GIVEN TEXT ::
---*---
Why the mantra “the strategy is delivery” is not enough

Joy Bonaguro
3 min readOct 1, 2020

Today we published California’s statewide data strategy. (View the announcement for more details). But I’m not going to talk about the strategy here. Instead, I’m going to talk about why I wrote one and why I think strategy matters.

The UK’s Government Digital Service (GDS) championed this mantra: The strategy is delivery. This mantra comes up over and over again in the civic tech and data space.

Well, based on nearly a decade of working in government transformation, I don’t think it’s enough.

Delivery is necessary but not sufficient

One of my mantras is “show, don’t tell.” I like to demonstrate what’s possible as opposed to pleading for it (though to be perfectly honest, I’ll totally plead if I have to :-). At the same time, if you only focus on delivery, you eventually end up with a series of projects that will be orphaned then absorbed by the infinite complexity of a large organization.

That’s why you need a bit more. The concept of a strategy is overused and often trite. But if used wisely, it can lead to durable change and it starts with goals.

Goals help you answer “are we there yet?”

I find delivering a series of disconnected and ad hoc projects depressing. A well-written strategy serves not only as glue and alignment but also as a filter. If a project isn’t well-aligned with the strategy, you know to avoid or minimize it. (FYI: sometimes you’re stuck with projects you have to do — here are my tips on managing what I call Minimum Political Products (MPPs).

To some extent, a set of project selection criteria fills this function. But criteria don’t establish a roadmap or connective tissue between projects. That’s what strategy is for.

And projects aren’t enough. Bureaucracies need more intervention tools for long term change, aka “the g word”, Governance.

Balancing delivery with governance

When I was CDO of San Francisco, we had an ongoing conversation about the balance between delivery and governance. Governance is the mix of policy, institutional process, and standards that rule an organization. Large (and small) organizations rely on institutional processes and rules in order to process inputs from diverse cultures, conflicting priorities, and reconcile strategic approaches. And once they are in place, they are often sticky. Our operating model at DataSF was implement, learn, then codify. If you want to affect institutional change, you need to insert yourself into those institutional processes and make your approaches sticky. A great example is the budget request process in government. The process rarely changes, including how new budget requests are framed and defined.
---*---
DIRECTIVE 1 :: Reproduce verbatim the lines of the listing, starting at the line that contains "Please point out the small" and ending at the final line of the listing, both included.

EXTRACTED DATA ::
---*---
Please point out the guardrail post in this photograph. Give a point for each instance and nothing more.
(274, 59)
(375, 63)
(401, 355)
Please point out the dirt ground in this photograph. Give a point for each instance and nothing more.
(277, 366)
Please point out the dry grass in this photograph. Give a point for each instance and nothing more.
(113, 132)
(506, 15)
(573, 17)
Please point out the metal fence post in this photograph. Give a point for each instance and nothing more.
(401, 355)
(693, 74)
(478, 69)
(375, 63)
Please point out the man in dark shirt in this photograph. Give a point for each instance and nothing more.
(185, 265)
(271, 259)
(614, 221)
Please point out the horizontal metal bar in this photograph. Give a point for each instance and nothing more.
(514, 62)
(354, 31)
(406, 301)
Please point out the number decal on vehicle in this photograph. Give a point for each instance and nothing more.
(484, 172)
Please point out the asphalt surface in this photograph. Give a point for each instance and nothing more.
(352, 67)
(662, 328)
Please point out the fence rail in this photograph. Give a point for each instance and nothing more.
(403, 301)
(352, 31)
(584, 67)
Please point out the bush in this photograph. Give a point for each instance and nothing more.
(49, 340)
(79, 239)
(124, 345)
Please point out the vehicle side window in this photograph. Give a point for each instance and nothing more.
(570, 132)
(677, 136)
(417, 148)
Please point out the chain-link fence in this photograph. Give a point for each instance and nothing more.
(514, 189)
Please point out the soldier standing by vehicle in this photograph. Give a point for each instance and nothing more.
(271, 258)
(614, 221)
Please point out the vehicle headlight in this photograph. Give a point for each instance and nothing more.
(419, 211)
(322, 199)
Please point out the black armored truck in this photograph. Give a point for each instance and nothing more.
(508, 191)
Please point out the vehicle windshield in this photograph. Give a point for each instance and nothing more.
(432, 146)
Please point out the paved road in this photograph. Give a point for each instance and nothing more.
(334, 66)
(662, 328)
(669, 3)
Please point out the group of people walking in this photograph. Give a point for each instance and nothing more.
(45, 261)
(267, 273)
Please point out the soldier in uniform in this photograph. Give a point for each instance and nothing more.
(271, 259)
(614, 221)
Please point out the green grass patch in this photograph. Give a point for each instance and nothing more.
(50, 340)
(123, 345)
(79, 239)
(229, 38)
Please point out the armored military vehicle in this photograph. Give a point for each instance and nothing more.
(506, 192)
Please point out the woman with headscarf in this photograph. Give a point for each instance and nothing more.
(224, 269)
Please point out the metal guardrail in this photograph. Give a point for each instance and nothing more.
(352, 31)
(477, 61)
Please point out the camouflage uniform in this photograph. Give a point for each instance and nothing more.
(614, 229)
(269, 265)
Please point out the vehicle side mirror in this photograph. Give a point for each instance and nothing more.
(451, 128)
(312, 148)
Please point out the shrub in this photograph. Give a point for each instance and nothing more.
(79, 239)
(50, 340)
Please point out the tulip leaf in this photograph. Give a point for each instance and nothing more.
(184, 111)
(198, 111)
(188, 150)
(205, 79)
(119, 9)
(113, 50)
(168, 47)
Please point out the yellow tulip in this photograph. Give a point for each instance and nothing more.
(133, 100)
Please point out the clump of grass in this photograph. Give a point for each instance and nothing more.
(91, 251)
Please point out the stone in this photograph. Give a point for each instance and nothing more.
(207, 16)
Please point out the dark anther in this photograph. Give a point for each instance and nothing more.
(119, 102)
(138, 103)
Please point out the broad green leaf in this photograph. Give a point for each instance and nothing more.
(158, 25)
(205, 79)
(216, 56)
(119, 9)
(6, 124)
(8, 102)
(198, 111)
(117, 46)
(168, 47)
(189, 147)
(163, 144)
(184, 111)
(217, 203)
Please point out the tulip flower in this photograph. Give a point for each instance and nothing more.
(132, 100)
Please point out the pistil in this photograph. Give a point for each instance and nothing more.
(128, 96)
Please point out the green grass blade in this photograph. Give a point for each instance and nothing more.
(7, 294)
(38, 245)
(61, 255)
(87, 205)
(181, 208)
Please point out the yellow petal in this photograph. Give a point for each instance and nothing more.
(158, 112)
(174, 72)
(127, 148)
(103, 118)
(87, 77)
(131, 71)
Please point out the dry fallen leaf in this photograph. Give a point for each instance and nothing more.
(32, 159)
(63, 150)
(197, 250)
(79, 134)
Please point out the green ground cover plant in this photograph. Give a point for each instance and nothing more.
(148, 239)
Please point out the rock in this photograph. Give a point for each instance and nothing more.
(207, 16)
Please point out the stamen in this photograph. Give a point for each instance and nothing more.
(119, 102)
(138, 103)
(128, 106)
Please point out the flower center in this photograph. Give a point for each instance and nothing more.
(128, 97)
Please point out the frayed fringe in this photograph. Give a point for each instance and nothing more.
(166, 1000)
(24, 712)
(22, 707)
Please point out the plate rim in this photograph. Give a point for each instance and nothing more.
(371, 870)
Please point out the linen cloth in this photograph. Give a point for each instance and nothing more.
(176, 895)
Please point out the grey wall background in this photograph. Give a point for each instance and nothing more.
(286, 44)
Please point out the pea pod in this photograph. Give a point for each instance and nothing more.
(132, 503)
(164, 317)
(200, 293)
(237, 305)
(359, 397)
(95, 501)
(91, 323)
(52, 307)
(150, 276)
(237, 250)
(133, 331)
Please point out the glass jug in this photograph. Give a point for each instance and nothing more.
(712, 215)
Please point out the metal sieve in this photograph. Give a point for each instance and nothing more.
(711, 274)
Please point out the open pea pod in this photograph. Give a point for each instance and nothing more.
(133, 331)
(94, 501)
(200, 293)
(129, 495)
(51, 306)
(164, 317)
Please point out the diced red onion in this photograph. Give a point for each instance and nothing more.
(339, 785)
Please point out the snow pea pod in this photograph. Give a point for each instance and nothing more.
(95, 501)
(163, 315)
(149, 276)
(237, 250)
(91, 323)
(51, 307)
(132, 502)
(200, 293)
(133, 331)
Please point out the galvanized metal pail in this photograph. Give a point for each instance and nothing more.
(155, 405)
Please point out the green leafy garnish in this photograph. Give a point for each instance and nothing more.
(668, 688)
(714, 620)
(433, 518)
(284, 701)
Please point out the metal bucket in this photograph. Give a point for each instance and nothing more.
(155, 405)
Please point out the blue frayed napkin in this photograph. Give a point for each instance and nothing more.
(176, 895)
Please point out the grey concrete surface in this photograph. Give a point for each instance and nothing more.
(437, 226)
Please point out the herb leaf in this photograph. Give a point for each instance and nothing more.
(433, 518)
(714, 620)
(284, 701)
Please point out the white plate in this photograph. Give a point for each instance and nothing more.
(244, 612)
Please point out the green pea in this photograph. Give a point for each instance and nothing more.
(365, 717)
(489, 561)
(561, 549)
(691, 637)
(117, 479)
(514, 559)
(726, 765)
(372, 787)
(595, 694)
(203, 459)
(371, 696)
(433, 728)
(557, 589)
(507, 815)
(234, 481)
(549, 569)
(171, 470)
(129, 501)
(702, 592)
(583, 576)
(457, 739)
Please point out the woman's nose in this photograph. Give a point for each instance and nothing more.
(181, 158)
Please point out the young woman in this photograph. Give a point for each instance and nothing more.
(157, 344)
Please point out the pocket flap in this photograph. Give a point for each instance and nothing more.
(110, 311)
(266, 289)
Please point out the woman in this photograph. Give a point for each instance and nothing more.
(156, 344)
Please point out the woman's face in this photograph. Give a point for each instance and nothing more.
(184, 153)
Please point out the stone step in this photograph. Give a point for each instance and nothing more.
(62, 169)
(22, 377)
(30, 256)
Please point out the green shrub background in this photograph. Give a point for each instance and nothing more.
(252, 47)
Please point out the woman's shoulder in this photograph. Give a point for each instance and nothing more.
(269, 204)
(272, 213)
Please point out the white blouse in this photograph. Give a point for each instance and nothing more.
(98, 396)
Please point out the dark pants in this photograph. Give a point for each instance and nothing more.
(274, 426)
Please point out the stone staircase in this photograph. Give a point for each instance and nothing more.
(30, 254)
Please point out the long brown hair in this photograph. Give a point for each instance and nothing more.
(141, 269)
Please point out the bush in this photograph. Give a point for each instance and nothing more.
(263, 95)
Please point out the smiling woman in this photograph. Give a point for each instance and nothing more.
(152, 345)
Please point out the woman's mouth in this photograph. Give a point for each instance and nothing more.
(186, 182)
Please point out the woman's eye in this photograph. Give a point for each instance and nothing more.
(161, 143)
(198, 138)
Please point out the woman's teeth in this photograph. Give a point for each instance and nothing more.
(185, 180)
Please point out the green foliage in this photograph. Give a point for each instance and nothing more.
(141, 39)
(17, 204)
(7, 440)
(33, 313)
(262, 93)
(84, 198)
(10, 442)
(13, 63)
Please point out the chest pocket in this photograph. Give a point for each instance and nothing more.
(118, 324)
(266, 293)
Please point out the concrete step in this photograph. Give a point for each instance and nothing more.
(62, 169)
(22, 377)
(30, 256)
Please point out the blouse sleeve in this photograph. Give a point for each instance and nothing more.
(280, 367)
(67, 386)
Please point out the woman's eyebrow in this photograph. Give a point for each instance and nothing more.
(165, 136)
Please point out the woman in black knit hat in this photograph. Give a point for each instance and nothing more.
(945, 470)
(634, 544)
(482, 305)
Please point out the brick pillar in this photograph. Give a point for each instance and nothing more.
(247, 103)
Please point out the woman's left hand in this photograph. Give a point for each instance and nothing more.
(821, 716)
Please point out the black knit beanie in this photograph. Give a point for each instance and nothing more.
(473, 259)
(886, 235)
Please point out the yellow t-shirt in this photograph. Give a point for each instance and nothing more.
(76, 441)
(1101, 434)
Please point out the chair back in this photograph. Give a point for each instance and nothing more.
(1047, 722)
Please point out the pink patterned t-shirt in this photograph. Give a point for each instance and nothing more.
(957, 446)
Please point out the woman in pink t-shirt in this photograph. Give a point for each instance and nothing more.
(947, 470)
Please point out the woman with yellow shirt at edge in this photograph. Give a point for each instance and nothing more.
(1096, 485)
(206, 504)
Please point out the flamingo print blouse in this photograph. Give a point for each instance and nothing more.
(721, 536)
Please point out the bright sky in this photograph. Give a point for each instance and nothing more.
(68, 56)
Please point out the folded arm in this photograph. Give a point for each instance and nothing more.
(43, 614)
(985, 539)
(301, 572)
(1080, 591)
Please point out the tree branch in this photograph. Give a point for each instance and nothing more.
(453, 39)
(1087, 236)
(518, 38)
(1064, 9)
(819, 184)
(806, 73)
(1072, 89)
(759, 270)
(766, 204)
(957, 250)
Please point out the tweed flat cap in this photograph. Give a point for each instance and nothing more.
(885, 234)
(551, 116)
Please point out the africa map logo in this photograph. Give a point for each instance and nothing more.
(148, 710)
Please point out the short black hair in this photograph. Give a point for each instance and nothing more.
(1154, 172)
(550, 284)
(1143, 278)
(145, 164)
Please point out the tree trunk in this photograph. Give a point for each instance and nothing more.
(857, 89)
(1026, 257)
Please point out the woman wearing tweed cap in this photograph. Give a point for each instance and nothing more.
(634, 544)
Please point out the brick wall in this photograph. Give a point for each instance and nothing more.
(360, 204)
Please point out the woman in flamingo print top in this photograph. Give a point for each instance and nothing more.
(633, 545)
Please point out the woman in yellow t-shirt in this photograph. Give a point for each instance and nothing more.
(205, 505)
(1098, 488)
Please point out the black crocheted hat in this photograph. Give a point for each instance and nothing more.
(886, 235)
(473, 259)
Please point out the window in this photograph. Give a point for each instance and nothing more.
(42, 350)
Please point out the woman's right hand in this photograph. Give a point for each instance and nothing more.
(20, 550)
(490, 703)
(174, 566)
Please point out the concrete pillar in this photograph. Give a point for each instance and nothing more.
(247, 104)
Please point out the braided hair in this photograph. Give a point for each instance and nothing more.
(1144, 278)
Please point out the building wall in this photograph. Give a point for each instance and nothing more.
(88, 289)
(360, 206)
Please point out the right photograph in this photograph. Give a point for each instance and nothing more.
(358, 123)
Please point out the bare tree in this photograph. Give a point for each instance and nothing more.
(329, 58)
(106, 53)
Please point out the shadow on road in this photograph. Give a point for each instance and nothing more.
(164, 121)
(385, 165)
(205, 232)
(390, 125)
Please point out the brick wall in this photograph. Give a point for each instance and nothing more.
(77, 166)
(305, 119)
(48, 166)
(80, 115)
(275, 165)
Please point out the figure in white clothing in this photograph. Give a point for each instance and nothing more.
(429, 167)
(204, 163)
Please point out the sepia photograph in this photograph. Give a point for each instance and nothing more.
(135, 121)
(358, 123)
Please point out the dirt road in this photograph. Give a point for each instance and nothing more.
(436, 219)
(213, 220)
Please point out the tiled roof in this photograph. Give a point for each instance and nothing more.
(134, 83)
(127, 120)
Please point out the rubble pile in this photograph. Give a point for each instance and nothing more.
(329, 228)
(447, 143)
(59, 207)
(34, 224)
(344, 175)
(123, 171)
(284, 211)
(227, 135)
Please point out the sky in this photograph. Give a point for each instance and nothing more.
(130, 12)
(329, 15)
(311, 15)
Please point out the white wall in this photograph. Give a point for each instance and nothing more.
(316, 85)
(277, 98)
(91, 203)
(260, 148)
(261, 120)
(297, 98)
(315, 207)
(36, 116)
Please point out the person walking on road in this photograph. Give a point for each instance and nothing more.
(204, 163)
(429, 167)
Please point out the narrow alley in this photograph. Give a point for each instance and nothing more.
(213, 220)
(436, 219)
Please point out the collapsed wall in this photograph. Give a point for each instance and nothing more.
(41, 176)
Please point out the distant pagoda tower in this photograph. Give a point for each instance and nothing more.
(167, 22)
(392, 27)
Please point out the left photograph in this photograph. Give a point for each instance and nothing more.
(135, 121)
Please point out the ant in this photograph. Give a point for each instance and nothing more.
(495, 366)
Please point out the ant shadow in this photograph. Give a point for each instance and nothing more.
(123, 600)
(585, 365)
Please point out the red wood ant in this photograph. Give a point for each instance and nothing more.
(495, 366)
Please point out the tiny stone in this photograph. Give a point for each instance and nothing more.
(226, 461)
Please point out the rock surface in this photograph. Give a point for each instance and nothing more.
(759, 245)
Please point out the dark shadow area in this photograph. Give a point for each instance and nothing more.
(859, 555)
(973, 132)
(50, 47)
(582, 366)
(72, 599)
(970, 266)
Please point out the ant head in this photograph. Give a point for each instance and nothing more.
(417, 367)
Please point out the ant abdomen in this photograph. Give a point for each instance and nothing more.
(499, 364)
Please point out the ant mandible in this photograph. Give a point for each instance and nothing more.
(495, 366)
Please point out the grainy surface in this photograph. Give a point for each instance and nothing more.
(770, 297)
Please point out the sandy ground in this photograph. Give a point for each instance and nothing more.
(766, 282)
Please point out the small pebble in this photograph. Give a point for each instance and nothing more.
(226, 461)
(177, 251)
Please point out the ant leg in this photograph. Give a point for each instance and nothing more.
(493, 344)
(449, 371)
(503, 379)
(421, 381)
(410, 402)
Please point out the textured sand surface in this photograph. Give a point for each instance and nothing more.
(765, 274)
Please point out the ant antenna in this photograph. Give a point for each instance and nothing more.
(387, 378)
---*---
DIRECTIVE 2 :: According to the text on delivery and strategy, what was the operating model at DataSF?

COMPLETE OUTPUT 1 ::
Please point out the small pebble in this photograph. Give a point for each instance and nothing more.
(226, 461)
(177, 251)
Please point out the ant leg in this photograph. Give a point for each instance and nothing more.
(493, 344)
(449, 371)
(503, 379)
(421, 381)
(410, 402)
Please point out the textured sand surface in this photograph. Give a point for each instance and nothing more.
(765, 274)
Please point out the ant antenna in this photograph. Give a point for each instance and nothing more.
(387, 378)

COMPLETE OUTPUT 2 :: Implement, learn, then codify.